Police say youngsters who use tinted windows are considered " cool dudes" by their peers.

Cars in Bengaluru continue to have dark film on their glasses despite a ban imposed by the Supreme Court more than five years ago. Vehicles with windows that allow less than 70% visual light transmission (VLT) for windshields and 50% VLT for windows are a common sight.

The law also prohibits the use of stickers or any other opaque material on the windshields and windows.

The Supreme Court had in April 2012 said: “On plain reading of Rule 100, it is clear that a car must have safety glass having 70% VLT for windscreens and 50% for side windows.” The ruling came in the wake of public interest litigation that said cars with dark film were being used to commit crimes against women.
Till September 2017, Bengaluru traffic police had registered 18,457 cases against cars with tinted windows, which was only 17,555 previous year.

MATERIAL
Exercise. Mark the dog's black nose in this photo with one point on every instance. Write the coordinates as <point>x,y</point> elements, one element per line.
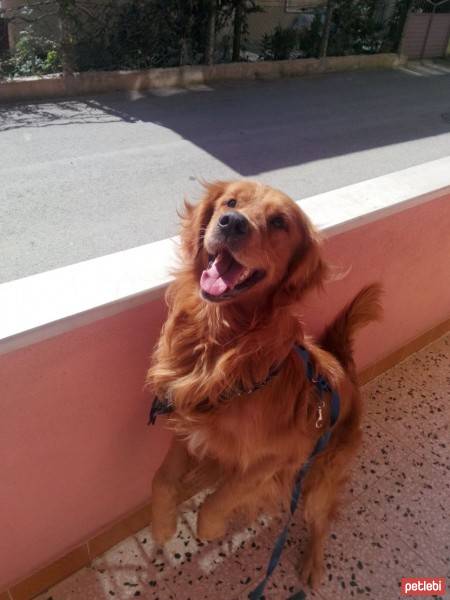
<point>233,224</point>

STATED PROBLEM A
According to the text on tinted car windows, in what month and year did the Supreme Court issue its ruling?
STATED PROBLEM B
In the text on tinted car windows, reproduce the passage from "Police say youngsters" up to and including "windshields and windows.", renaming "dark film" to "tinted film" throughout.
The material plays no part in what follows.

RESPONSE A
April 2012.

RESPONSE B
Police say youngsters who use tinted windows are considered " cool dudes" by their peers.

Cars in Bengaluru continue to have tinted film on their glasses despite a ban imposed by the Supreme Court more than five years ago. Vehicles with windows that allow less than 70% visual light transmission (VLT) for windshields and 50% VLT for windows are a common sight.

The law also prohibits the use of stickers or any other opaque material on the windshields and windows.